#### Brief
The data must be written out once more, precisely as given.

#### Records to use
--- Start ---
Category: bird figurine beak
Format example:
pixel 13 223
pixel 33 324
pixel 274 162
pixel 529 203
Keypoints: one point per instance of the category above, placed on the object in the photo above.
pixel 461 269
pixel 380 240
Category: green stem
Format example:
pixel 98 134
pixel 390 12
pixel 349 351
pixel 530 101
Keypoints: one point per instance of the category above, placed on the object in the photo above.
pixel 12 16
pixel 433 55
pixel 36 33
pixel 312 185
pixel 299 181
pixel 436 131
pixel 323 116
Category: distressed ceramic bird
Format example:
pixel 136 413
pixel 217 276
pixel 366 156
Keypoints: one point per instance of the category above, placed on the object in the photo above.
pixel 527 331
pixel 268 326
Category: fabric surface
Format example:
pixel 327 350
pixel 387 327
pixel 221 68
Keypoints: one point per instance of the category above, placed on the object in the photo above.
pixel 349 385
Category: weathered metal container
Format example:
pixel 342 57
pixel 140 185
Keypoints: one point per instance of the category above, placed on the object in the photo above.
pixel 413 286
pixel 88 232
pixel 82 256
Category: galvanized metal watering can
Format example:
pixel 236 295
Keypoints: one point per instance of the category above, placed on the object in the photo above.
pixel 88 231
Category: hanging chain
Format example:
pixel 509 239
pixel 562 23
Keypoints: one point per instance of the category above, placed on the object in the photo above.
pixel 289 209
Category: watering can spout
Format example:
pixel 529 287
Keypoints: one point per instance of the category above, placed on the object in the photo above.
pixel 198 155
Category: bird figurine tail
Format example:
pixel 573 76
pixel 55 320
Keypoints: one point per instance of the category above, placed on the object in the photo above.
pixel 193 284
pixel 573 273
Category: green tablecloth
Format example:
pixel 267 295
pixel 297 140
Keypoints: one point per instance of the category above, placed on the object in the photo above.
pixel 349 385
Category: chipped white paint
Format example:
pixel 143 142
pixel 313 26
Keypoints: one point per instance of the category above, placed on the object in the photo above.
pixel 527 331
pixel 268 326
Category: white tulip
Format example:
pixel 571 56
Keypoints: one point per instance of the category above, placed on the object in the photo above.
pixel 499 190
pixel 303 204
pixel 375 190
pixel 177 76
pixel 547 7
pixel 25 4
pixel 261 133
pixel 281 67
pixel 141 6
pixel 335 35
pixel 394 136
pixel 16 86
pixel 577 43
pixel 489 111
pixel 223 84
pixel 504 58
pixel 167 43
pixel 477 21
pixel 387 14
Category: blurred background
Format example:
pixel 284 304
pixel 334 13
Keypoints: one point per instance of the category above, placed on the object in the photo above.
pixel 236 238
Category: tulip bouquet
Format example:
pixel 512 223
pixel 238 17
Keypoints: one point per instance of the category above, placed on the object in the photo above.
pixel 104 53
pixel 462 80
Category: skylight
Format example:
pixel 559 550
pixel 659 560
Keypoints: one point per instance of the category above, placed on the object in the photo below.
--- End ---
#### Result of this task
Category: bird figurine beak
Format example:
pixel 13 223
pixel 33 324
pixel 274 162
pixel 529 203
Keypoints: one point per instance of the category above, placed on the object in the photo above.
pixel 461 269
pixel 380 240
Category: green stem
Format example:
pixel 98 134
pixel 390 12
pixel 349 351
pixel 530 101
Keypoints: one point per instance of the category above, placed on the object in the photo above.
pixel 12 16
pixel 433 55
pixel 36 33
pixel 312 185
pixel 299 181
pixel 436 131
pixel 323 116
Category: distressed ceramic bird
Format example:
pixel 136 413
pixel 217 276
pixel 366 156
Keypoints: one point per instance of the category above, placed on the object in the photo above.
pixel 527 331
pixel 268 326
Category: fabric surface
Format example:
pixel 327 350
pixel 387 327
pixel 221 68
Keypoints: one point per instance of the category above, placed on the object in the photo above.
pixel 349 385
Category: weathered metal container
Format example:
pixel 342 57
pixel 140 185
Keypoints: one point per instance of the category above, placed on the object in the photo above.
pixel 413 286
pixel 88 232
pixel 82 256
Category: galvanized metal watering can
Format example:
pixel 236 295
Keypoints: one point per instance of the category above, placed on the object in the photo above.
pixel 88 231
Category: hanging chain
Format example:
pixel 509 239
pixel 562 23
Keypoints: one point per instance of the category above, placed on the object in the photo above.
pixel 289 209
Category: watering can spout
Format example:
pixel 529 287
Keypoints: one point per instance of the category above, placed on the object in the photo above.
pixel 198 155
Category: bird figurine tail
Format example:
pixel 573 76
pixel 55 320
Keypoints: one point per instance of the category above, placed on the object in the photo above.
pixel 193 284
pixel 573 273
Category: green tablecloth
Format example:
pixel 267 295
pixel 297 140
Keypoints: one point per instance of the category above, placed on the object in the photo above.
pixel 349 385
Category: chipped white paint
Format example:
pixel 143 142
pixel 313 26
Keypoints: one point per instance of the category above, placed on the object in the photo above.
pixel 527 331
pixel 268 326
Category: white tulip
Format example:
pixel 571 56
Keypoints: one point per instance of the category above, placed on the object in the photo above.
pixel 499 190
pixel 303 204
pixel 375 190
pixel 177 76
pixel 547 7
pixel 25 4
pixel 261 133
pixel 281 67
pixel 141 6
pixel 335 35
pixel 394 136
pixel 16 86
pixel 577 43
pixel 489 111
pixel 223 84
pixel 504 58
pixel 167 43
pixel 477 21
pixel 387 14
Category: blurred background
Format example:
pixel 284 304
pixel 334 13
Keypoints: one point per instance of the category above, placed on the object in the photo above.
pixel 236 238
Category: tulip bouquet
Format example:
pixel 512 223
pixel 238 17
Keypoints: one point per instance of the category above, placed on the object in the photo above.
pixel 104 53
pixel 462 80
Category: skylight
Format example:
pixel 559 550
pixel 659 560
Keypoints: one point per instance of the category above, placed on the object in the photo below.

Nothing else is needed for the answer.